> _STATED TASK_
List each line in the material below that contains the word "blue" and copy those lines in full.

> _RAW RECORDS_
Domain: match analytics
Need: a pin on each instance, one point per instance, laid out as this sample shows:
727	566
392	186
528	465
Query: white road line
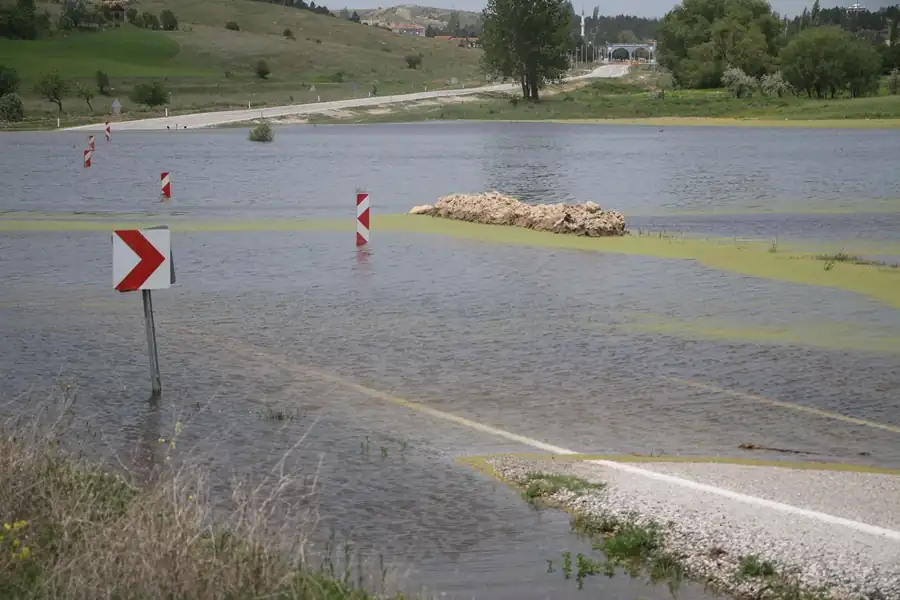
553	449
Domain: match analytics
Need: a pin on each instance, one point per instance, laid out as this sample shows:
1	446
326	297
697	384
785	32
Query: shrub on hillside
102	82
894	82
150	21
774	85
86	94
150	94
11	108
414	61
168	20
9	81
53	88
262	69
740	84
262	133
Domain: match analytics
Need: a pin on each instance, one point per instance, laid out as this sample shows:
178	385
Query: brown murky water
533	341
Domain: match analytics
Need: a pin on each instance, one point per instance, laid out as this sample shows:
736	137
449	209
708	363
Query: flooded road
601	353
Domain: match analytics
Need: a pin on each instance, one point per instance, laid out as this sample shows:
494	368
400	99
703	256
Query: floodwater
541	342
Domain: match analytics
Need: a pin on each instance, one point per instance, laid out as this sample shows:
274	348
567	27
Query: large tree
826	61
699	39
527	40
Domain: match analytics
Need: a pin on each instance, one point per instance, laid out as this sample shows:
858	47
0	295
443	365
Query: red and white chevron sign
141	259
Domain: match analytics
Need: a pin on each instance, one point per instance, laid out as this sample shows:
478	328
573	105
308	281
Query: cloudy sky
642	8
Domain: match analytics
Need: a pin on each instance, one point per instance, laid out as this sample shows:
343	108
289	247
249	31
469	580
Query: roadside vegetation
644	94
638	547
73	530
214	55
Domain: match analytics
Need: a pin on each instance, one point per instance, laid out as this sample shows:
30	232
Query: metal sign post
139	263
155	382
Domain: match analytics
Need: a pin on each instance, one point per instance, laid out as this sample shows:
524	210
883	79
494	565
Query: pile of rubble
494	208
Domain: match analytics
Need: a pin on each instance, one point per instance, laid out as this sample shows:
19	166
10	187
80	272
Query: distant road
210	119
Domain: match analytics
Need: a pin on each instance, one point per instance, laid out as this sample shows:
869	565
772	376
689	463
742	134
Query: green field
208	67
629	100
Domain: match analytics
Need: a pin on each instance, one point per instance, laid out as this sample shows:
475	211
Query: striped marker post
362	218
165	186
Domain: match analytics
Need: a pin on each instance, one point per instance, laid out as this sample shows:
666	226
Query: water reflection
148	451
528	164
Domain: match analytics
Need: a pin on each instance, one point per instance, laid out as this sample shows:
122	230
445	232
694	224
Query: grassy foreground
641	546
208	67
73	531
629	101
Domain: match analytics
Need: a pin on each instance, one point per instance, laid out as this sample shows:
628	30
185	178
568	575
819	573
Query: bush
262	133
150	94
9	81
169	20
150	21
414	61
894	82
11	108
774	85
740	84
53	87
102	82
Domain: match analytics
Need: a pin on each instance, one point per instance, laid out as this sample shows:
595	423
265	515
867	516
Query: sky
640	8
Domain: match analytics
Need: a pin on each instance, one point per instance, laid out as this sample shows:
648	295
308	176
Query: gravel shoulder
216	118
711	534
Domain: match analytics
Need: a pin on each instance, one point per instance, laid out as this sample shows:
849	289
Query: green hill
420	15
206	66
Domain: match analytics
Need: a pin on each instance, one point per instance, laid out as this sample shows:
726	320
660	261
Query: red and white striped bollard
362	218
165	186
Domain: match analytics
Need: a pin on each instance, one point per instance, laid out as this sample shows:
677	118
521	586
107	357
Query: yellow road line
782	404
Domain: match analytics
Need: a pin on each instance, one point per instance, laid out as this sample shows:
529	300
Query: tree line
742	44
700	40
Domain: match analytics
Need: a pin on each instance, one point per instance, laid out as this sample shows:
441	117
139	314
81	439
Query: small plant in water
262	133
567	564
543	485
752	566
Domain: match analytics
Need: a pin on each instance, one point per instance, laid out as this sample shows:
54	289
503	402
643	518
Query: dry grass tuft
71	530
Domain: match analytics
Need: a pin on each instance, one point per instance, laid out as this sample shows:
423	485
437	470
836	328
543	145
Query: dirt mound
494	208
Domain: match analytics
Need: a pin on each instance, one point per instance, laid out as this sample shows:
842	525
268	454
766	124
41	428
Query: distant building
409	29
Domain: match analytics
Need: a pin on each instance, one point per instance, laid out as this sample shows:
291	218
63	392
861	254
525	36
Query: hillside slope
420	15
207	66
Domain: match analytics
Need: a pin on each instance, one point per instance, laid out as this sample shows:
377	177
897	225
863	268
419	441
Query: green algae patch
735	122
481	464
746	258
828	335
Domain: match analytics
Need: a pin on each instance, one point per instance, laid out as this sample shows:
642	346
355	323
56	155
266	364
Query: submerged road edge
748	552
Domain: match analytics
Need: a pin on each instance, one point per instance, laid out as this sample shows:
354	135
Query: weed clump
262	133
544	485
70	530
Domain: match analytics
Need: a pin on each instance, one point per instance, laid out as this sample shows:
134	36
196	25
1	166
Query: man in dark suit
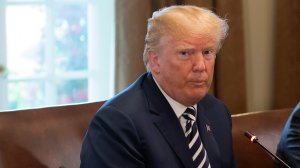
288	148
166	119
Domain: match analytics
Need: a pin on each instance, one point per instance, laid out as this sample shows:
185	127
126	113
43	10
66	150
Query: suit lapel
167	122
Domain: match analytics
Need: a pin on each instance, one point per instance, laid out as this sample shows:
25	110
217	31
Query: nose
199	63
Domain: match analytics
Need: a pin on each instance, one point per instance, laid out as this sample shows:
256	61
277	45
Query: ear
153	62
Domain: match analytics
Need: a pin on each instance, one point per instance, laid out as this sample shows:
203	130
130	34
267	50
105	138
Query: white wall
259	29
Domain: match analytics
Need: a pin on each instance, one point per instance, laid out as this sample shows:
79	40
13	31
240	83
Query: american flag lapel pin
208	129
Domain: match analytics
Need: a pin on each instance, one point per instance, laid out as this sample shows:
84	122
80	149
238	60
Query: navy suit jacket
288	148
138	128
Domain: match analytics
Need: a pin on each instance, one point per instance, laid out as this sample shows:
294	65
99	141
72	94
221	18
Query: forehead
187	41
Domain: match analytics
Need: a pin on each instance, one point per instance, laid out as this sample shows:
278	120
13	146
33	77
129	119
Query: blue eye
185	53
208	54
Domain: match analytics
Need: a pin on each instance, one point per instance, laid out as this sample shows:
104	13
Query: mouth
199	83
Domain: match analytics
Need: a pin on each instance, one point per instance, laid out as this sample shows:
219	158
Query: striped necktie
200	157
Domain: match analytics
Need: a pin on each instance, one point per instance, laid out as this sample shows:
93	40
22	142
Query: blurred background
56	52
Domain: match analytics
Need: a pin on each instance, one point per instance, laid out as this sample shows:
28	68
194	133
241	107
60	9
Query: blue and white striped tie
200	157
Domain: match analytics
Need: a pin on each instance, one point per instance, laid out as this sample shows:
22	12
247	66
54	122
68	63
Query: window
55	52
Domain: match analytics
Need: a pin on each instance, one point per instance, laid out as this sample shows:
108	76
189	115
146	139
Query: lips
199	82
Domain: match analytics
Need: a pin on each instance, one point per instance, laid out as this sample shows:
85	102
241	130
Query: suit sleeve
289	146
111	141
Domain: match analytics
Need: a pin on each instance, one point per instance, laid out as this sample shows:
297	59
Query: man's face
184	67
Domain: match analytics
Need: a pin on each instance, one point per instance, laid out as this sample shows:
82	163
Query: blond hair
180	21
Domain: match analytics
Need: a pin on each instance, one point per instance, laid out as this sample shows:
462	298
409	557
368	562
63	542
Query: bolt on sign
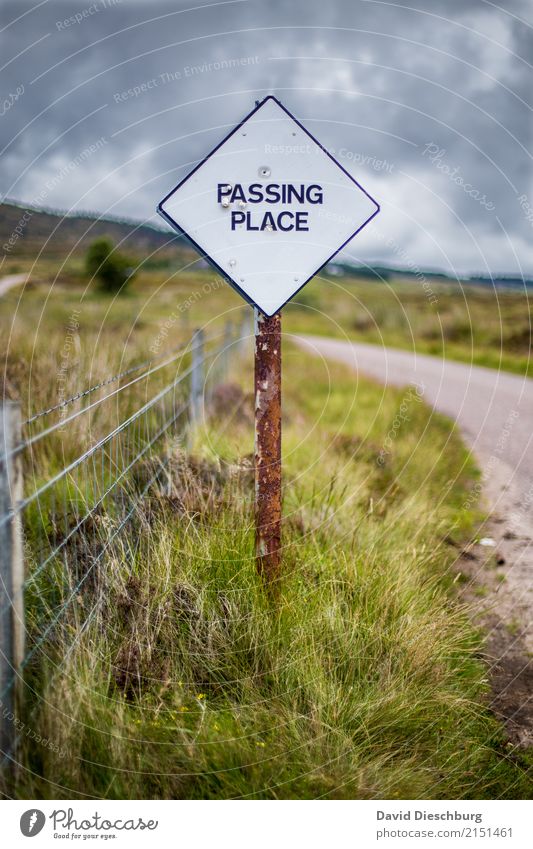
268	207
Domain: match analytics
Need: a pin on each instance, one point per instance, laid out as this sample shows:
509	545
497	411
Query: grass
360	677
469	323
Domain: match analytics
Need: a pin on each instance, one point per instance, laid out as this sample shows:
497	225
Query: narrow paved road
7	283
494	410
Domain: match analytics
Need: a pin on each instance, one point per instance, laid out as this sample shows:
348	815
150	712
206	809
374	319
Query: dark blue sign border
211	261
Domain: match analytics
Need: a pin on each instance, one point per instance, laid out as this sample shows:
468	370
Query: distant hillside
31	230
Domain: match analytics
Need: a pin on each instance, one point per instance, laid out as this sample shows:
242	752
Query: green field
361	675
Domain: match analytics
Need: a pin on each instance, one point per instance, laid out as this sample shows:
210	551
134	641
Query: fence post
197	378
11	570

> _EXERCISE RESPONSE_
Query: blue eye
Query: blue and white striped tie
Query: dark blue sign border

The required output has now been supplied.